# start of EXTRACTED ENTRIES

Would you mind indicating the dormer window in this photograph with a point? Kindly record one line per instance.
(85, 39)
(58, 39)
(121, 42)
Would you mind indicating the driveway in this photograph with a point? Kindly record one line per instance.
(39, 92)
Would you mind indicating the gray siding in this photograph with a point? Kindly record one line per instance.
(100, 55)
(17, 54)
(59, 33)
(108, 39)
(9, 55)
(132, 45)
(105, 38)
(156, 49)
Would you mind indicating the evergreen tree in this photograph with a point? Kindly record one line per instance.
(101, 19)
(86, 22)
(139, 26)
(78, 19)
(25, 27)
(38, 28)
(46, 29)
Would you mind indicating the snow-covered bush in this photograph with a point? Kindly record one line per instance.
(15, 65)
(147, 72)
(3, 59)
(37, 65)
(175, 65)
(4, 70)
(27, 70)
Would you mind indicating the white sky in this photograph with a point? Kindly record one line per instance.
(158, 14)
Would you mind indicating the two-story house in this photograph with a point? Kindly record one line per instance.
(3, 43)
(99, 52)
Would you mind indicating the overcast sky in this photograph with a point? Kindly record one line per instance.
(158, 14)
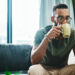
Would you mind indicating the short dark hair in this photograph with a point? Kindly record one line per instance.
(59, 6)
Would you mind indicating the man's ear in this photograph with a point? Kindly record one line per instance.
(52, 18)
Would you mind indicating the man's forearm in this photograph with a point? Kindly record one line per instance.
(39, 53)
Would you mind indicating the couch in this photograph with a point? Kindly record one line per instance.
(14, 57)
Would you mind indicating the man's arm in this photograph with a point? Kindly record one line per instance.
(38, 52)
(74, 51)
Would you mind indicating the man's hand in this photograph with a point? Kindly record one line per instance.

# end of EXTRACTED ENTRIES
# start of EXTRACTED ENTRIES

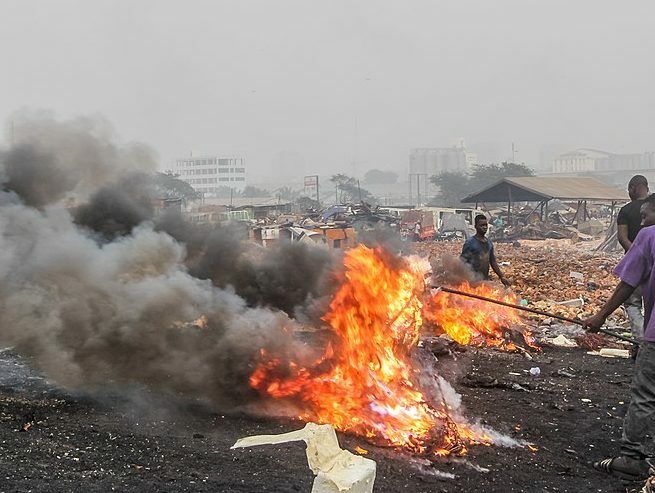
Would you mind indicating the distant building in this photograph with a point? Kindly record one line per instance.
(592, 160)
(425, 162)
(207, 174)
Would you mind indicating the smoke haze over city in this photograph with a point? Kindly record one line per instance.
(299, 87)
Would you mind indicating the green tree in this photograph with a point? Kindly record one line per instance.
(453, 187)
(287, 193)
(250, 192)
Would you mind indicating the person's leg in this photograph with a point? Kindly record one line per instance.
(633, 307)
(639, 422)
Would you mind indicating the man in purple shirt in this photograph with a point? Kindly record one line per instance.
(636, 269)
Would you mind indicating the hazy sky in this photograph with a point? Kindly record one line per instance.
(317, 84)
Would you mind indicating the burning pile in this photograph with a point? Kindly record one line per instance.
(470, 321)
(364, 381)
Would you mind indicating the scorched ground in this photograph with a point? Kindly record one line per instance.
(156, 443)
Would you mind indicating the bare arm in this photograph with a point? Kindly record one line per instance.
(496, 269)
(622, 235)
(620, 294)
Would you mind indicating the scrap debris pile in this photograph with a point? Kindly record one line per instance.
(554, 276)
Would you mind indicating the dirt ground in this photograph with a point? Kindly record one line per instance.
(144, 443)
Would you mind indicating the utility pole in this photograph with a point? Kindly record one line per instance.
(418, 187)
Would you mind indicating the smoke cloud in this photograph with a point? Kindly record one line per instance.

# end of EXTRACTED ENTRIES

» **EXERCISE TASK**: Rewrite the lines from the one containing "Would you mind indicating the utility" to the one containing "Would you mind indicating the smoke cloud", swapping "Kindly" for "Please" and leaving everything else as it is.

» **RESPONSE TO THIS TASK**:
Would you mind indicating the utility pole in this photograph with a point? Please record one line per instance.
(418, 187)
Would you mind indicating the smoke cloud in this photograph with a point? Please record one line per instance.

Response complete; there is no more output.